------ Recorded data ------
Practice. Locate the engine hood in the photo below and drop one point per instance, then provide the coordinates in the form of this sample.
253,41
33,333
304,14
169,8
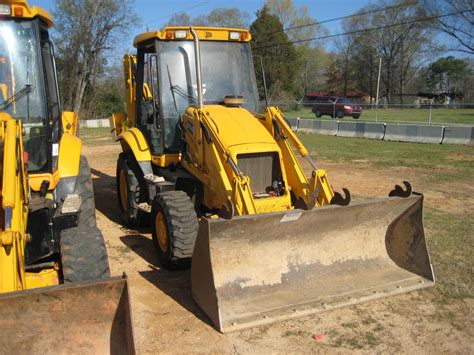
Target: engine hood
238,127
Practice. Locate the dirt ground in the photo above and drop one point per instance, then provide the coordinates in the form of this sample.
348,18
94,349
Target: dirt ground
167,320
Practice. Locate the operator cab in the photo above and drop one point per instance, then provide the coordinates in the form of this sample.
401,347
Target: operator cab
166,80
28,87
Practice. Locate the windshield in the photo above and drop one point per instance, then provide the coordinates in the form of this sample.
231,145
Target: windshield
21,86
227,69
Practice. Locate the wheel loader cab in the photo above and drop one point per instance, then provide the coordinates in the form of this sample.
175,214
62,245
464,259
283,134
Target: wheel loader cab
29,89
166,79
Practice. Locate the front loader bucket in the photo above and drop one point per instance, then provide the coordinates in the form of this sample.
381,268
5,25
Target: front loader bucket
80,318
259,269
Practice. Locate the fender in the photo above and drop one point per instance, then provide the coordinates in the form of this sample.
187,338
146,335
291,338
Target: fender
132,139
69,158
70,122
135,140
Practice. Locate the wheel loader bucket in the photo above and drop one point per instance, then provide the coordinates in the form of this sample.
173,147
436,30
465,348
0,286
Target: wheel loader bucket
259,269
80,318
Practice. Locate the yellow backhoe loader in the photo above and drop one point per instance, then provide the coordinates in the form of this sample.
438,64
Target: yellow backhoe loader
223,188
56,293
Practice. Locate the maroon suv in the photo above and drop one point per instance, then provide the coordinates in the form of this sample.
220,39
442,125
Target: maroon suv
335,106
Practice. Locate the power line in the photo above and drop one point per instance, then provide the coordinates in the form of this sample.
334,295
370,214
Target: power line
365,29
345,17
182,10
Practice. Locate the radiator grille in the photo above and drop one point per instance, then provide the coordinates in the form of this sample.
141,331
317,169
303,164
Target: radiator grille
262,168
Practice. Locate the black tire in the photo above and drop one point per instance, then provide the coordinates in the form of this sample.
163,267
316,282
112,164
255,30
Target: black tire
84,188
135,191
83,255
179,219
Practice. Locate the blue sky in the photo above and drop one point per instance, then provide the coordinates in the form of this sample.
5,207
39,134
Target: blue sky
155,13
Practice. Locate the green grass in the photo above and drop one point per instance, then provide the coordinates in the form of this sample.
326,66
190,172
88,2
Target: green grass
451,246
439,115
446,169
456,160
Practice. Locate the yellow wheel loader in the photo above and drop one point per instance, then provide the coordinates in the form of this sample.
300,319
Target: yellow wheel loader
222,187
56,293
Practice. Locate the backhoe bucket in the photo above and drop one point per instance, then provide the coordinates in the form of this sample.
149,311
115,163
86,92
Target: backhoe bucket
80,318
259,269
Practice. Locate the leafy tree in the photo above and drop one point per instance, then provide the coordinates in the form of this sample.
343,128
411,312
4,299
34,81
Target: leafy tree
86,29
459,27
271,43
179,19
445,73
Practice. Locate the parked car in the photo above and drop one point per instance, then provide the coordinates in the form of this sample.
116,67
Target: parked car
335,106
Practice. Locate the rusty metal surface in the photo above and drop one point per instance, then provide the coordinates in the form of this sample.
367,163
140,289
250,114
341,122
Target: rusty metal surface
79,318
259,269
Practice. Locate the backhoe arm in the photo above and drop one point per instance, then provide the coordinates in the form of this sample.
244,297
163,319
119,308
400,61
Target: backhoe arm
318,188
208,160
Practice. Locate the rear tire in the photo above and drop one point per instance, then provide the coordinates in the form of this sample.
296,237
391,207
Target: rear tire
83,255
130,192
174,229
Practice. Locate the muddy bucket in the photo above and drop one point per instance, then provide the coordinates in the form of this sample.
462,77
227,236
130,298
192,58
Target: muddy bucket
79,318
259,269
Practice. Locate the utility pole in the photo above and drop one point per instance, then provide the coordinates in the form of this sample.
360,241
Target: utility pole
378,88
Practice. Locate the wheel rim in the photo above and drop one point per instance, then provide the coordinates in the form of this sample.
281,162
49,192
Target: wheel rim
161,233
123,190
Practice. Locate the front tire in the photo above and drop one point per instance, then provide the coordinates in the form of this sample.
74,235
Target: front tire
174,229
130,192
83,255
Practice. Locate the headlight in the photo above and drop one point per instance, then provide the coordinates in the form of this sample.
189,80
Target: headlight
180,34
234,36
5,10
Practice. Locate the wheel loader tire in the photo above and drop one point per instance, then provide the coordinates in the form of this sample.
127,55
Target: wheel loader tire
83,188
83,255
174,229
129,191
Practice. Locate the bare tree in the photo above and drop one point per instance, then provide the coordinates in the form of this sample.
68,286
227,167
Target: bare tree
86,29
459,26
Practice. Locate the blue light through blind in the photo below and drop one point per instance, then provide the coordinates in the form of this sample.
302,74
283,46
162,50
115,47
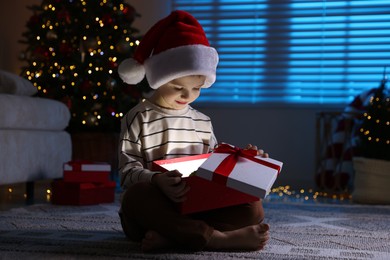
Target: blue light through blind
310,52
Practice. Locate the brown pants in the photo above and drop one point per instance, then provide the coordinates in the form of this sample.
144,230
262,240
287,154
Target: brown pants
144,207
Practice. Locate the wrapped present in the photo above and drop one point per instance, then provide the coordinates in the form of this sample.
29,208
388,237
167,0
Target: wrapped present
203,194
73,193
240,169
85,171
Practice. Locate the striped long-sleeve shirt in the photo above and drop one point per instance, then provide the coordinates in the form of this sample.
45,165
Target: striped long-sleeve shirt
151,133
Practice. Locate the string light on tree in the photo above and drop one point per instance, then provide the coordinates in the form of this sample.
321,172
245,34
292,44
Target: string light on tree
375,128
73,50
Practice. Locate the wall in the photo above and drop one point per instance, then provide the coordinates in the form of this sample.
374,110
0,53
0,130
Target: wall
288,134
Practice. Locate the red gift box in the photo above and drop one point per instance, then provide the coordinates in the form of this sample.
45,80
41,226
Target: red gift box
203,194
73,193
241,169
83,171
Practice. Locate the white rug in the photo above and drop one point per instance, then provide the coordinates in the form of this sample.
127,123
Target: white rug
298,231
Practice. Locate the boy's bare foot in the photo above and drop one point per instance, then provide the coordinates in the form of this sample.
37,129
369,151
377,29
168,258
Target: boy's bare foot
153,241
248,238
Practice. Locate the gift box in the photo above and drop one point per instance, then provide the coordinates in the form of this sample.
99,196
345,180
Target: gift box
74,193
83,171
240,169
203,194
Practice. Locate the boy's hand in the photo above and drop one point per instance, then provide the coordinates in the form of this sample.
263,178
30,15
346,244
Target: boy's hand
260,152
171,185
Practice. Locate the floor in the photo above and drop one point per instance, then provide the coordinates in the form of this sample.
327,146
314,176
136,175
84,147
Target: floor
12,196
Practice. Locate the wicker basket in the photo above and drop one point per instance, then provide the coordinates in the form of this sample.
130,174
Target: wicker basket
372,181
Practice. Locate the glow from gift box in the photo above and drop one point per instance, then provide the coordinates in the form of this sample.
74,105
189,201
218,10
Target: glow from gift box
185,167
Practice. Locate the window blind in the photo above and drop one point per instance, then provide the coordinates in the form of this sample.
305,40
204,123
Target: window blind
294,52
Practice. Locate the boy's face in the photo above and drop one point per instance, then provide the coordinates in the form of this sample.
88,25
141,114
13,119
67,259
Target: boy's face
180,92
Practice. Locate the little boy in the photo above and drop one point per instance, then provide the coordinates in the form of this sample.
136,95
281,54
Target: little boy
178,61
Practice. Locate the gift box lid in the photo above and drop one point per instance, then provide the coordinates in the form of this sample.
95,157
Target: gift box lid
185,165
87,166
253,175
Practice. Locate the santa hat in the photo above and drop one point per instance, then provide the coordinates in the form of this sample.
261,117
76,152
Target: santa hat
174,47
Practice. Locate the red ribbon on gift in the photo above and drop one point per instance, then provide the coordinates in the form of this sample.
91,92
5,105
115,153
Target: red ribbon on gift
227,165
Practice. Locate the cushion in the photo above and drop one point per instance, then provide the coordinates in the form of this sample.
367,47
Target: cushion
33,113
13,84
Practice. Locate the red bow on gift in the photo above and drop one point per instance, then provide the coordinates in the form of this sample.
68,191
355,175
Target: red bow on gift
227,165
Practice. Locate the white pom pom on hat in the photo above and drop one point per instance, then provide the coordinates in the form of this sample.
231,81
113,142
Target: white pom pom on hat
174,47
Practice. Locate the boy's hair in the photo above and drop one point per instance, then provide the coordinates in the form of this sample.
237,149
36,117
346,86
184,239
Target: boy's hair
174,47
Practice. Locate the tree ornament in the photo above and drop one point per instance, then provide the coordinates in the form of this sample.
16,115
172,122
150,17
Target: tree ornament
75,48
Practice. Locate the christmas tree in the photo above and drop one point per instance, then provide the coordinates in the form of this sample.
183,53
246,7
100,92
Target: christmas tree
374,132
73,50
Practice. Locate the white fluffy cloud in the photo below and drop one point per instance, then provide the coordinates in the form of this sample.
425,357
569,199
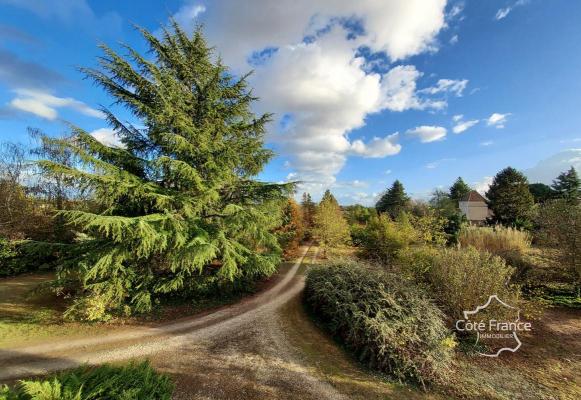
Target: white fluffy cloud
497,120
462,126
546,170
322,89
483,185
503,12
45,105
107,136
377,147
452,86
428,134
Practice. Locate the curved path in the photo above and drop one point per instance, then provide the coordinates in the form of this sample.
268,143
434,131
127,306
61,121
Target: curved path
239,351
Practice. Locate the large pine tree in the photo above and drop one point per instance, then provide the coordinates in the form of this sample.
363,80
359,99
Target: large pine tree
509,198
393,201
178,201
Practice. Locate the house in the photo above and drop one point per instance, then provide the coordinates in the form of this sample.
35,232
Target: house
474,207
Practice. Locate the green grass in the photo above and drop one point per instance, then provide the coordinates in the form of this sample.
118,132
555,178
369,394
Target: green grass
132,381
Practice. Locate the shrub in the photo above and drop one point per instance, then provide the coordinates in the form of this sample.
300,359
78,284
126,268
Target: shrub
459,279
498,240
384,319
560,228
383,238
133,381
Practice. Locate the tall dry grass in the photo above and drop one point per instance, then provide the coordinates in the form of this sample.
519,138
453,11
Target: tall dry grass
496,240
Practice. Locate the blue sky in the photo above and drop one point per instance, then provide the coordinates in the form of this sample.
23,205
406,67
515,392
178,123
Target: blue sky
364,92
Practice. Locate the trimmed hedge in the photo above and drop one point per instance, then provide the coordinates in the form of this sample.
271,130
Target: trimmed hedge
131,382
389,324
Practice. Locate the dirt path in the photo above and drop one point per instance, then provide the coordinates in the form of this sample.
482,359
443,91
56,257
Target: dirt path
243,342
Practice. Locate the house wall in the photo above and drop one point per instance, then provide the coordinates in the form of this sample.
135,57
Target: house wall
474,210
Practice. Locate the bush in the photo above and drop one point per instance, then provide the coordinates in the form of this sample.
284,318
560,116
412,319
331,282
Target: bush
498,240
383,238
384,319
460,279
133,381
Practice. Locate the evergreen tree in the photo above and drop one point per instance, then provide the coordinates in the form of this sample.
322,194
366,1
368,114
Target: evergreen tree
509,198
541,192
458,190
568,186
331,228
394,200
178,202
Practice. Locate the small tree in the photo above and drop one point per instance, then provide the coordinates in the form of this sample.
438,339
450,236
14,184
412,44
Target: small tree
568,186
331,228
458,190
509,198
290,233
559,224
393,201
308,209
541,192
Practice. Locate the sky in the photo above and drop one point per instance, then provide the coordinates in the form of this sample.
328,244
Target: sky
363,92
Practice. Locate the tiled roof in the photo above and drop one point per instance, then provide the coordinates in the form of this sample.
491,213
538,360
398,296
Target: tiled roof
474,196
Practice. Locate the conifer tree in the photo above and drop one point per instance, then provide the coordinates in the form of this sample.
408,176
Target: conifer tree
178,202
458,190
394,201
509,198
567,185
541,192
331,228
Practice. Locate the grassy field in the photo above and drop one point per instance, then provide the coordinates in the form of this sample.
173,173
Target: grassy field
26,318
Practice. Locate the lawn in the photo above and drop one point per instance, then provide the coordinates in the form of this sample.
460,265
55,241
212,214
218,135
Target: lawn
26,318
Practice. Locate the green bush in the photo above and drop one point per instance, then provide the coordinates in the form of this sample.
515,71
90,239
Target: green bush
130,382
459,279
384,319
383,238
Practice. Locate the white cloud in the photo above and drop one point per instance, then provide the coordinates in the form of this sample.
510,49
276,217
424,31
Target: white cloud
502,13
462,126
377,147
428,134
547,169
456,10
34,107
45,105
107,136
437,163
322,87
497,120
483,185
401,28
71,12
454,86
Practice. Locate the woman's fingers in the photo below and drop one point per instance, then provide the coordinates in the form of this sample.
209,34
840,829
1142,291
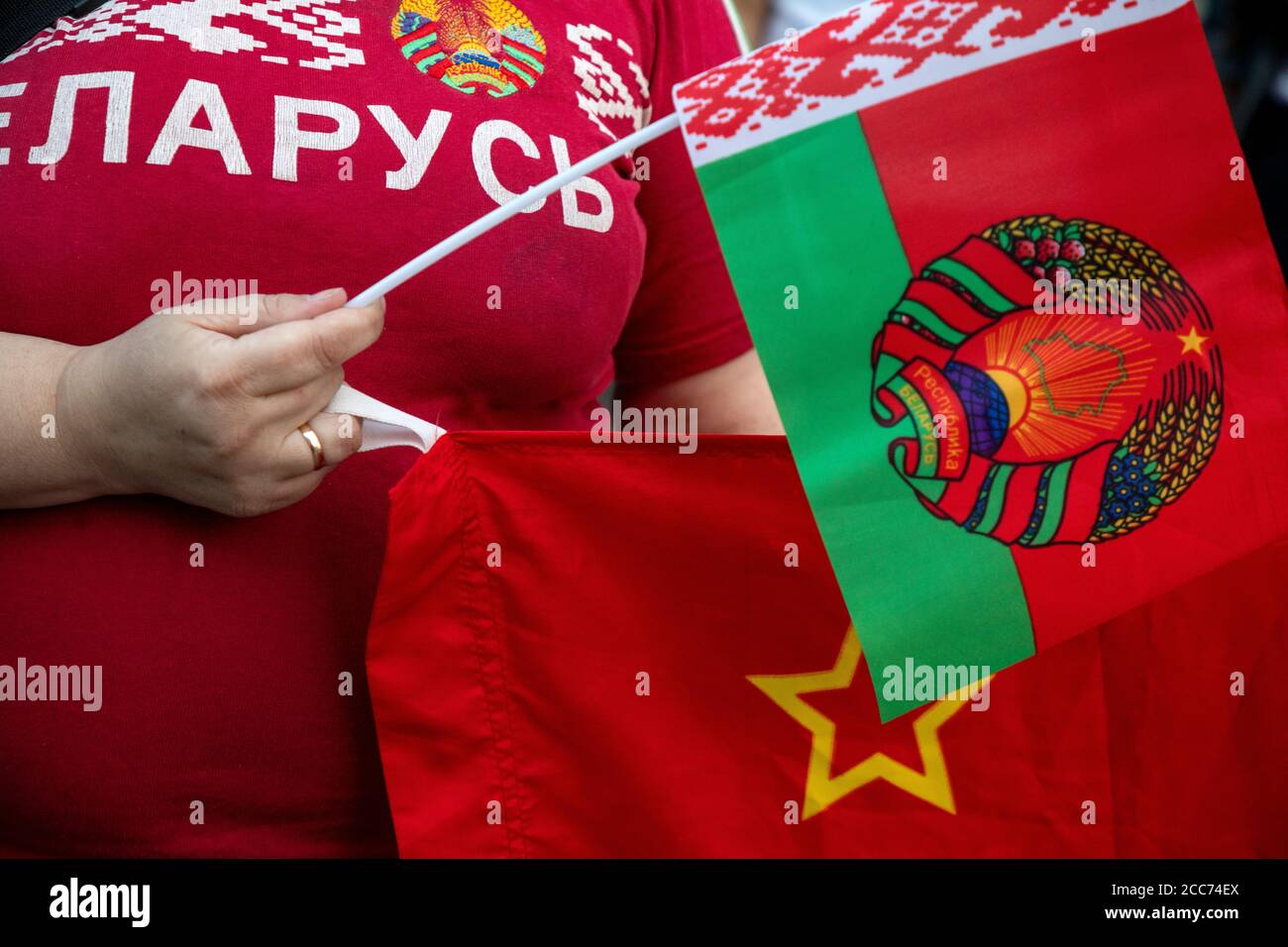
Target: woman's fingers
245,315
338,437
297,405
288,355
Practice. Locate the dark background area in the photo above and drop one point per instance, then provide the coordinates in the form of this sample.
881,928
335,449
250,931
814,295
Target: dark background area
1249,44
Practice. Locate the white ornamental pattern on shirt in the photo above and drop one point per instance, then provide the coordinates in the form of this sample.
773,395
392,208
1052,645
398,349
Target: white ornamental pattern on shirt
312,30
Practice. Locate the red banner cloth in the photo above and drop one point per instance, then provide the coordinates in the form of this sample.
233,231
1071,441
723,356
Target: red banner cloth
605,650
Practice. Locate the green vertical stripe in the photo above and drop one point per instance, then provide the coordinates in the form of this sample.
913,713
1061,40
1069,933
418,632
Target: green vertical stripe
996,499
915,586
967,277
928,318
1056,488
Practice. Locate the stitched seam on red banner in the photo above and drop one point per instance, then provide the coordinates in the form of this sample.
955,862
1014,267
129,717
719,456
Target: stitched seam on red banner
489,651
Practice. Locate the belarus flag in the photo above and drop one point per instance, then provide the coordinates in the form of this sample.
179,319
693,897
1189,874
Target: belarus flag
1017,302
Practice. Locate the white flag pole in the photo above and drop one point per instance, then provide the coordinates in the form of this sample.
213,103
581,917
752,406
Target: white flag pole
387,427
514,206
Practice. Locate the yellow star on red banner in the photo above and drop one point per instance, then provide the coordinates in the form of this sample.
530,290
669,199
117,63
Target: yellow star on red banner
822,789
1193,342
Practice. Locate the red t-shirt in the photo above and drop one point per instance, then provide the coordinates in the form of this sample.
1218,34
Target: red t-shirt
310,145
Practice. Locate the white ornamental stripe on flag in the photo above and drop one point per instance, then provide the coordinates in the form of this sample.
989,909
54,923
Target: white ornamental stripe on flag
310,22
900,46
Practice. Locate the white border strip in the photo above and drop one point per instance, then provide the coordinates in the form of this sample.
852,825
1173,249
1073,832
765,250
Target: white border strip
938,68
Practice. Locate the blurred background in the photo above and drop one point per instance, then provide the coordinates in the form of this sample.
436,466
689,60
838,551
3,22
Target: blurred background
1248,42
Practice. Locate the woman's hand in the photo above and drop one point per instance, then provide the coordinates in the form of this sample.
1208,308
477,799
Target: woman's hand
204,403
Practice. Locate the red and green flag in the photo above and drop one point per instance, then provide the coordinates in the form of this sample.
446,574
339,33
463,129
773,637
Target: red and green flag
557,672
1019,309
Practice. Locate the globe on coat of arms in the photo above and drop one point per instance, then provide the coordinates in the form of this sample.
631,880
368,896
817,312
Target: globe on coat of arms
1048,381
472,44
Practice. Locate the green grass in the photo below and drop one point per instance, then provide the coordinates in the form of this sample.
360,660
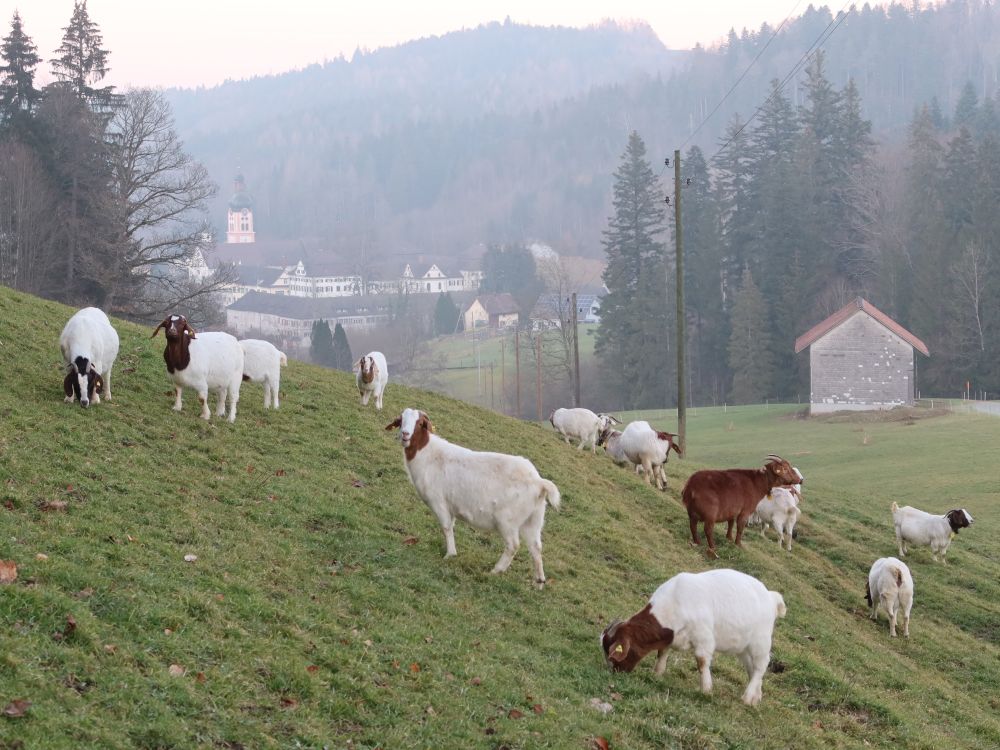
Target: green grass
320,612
------
**What you should do:**
Gather each line in these records that contains the string "below".

**Solution for this exercise:**
Practice. Locate the engine hood in the photo below and drop one point per instance, then provide the coordinates in the form of this sample.
Practice. Locate the blue light through blind in the photo below and drop one point per instance, then provide the coordinates in the form of this sample.
Practice. Locate the white fluffy cloud in the photo below and drop one point per instance, then provide the coordinates in the form of this sample.
Practice. Locate the woman's fingers in the photo below and drop one point per instance, then provide the coordinates in the form of this sample.
Practice. Locate the green grass in the photo below and drop one point per instance, then provide the coordinates in the form of this sample.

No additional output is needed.